Entries supplied
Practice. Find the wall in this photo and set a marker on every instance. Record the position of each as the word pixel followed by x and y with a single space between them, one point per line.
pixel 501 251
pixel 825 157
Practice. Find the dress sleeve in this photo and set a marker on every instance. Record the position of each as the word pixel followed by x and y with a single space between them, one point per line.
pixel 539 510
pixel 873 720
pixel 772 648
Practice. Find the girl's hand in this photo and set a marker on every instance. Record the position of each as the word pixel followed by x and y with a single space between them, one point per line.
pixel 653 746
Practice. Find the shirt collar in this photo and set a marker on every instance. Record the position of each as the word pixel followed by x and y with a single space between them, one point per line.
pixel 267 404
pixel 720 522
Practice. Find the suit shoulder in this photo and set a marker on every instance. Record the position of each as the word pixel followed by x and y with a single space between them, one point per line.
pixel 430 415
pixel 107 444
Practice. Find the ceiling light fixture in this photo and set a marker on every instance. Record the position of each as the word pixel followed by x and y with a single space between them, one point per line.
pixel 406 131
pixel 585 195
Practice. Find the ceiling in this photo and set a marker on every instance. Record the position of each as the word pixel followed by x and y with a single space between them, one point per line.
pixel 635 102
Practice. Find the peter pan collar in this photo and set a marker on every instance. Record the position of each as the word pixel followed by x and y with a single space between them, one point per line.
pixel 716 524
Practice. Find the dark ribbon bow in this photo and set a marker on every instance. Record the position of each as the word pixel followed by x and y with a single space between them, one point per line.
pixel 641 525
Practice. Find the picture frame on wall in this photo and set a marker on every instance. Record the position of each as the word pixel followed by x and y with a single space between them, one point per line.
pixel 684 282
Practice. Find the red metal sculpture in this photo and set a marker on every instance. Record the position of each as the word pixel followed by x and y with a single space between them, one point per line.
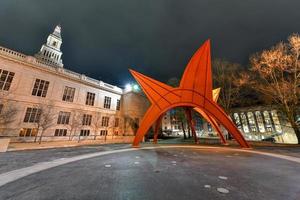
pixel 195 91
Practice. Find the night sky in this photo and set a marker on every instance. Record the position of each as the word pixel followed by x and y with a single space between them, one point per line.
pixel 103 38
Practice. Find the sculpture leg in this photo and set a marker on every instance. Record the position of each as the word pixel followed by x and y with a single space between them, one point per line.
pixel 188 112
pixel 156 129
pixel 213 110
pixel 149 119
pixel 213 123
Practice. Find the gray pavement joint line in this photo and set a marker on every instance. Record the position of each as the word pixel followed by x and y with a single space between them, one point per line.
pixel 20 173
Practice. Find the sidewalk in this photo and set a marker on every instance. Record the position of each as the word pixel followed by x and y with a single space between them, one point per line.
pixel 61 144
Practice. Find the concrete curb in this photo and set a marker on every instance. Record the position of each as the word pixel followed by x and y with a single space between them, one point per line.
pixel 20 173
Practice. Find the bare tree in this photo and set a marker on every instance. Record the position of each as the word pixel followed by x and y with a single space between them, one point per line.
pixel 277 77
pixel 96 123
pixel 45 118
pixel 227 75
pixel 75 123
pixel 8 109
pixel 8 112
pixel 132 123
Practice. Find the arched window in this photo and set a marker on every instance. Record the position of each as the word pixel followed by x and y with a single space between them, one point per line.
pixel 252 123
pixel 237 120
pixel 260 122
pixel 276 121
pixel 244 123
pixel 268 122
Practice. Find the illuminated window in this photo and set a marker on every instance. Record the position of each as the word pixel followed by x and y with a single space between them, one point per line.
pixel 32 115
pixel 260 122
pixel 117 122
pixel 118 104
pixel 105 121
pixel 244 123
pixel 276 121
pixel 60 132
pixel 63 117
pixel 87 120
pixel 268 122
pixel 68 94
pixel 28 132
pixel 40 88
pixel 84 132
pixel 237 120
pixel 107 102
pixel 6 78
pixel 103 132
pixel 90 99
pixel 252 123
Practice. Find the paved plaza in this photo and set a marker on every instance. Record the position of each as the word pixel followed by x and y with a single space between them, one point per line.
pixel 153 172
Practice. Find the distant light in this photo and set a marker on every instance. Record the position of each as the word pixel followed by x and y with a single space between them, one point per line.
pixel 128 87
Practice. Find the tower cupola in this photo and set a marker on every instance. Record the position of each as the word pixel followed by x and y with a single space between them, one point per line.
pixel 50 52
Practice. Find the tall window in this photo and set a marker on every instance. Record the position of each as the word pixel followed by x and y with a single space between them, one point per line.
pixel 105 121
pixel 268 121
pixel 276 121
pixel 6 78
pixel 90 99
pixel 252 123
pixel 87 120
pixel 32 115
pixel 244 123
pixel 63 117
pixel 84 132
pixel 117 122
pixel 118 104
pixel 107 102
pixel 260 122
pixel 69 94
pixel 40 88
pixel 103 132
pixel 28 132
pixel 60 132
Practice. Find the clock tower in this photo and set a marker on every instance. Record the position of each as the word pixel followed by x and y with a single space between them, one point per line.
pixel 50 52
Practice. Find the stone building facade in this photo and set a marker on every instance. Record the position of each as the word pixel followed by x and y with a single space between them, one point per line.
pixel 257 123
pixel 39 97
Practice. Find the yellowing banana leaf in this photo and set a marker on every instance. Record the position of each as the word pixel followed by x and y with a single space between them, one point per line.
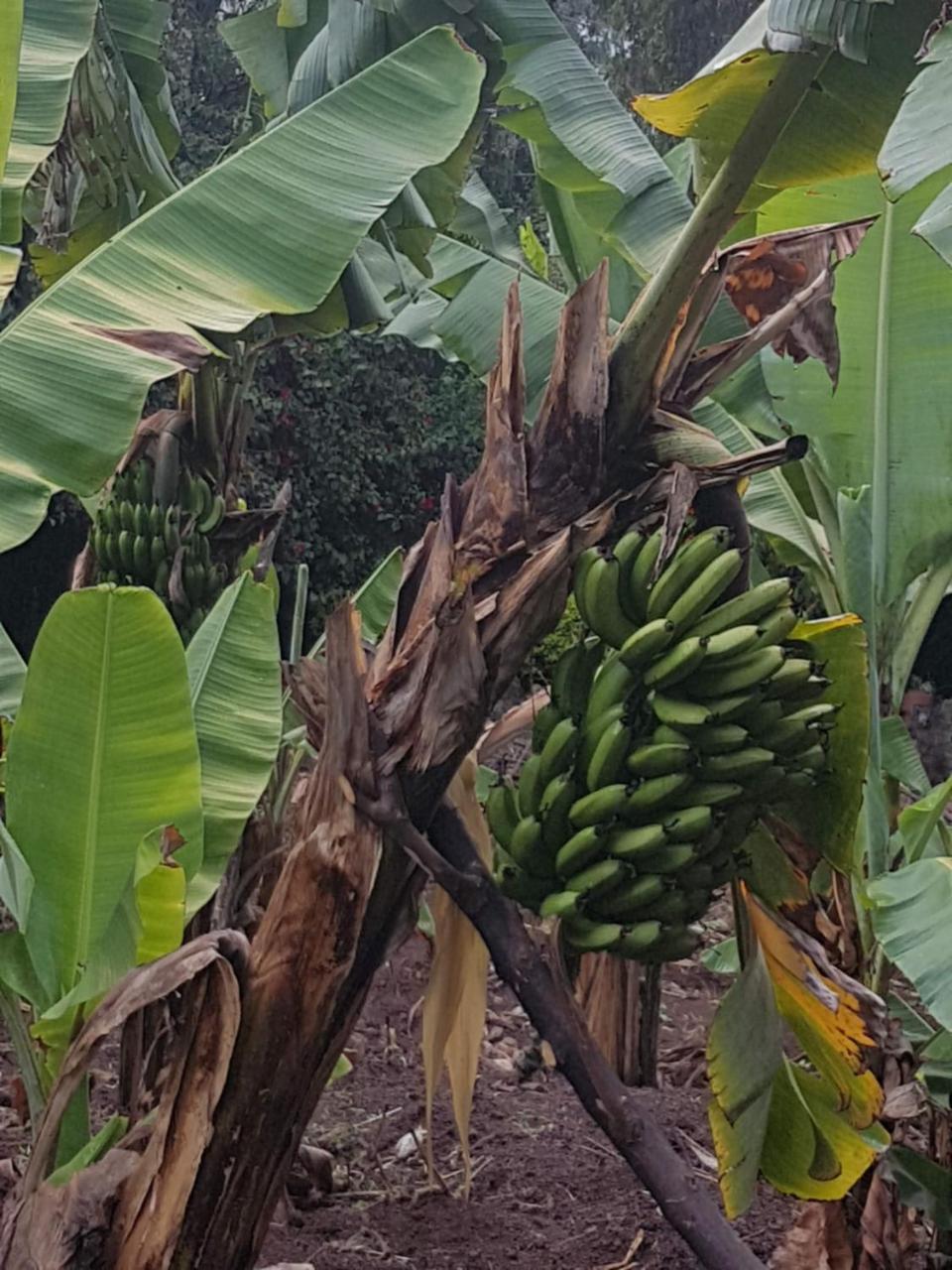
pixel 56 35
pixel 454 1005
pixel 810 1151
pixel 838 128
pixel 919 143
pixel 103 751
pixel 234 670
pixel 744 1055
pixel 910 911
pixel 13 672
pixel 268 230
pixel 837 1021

==

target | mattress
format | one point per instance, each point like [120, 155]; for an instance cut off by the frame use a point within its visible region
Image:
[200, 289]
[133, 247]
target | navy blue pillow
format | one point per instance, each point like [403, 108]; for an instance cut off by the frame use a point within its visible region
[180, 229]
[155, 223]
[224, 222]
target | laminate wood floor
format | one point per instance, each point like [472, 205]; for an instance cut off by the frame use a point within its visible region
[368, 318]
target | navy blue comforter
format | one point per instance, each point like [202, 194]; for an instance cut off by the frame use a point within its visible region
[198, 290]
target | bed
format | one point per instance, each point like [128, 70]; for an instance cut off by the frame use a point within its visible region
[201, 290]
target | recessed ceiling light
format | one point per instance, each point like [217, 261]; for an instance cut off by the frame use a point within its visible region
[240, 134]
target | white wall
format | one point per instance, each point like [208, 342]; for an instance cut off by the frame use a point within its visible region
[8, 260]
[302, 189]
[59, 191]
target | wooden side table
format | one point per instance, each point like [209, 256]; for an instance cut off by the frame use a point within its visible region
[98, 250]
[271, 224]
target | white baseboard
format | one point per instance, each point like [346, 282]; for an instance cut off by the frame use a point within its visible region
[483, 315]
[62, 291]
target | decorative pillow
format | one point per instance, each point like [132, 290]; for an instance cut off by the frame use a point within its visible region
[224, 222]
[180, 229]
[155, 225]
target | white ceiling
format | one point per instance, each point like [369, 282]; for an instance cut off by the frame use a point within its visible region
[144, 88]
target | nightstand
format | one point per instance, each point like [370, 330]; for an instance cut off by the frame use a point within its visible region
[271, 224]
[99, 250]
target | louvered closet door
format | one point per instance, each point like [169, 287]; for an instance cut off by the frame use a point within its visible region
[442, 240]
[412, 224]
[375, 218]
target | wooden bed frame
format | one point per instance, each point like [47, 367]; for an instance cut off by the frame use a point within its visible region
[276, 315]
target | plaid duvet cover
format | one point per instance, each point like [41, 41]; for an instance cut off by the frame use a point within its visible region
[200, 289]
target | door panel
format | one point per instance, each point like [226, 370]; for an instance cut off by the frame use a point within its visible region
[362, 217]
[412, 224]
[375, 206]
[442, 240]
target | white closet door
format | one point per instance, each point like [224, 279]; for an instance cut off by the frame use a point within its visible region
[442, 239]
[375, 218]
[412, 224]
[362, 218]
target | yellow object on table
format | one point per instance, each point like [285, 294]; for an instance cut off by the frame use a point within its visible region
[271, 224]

The problem
Print the records exactly, from the line containing "Practice. Find the wall" through the line containing "pixel 825 157", with both of those lines included and nothing else.

The completed task
Practice. Find the wall in this photo and set a marker on every instance. Record the position of each as the word pixel followed by x and y with a single space between them, one point per line.
pixel 501 251
pixel 825 157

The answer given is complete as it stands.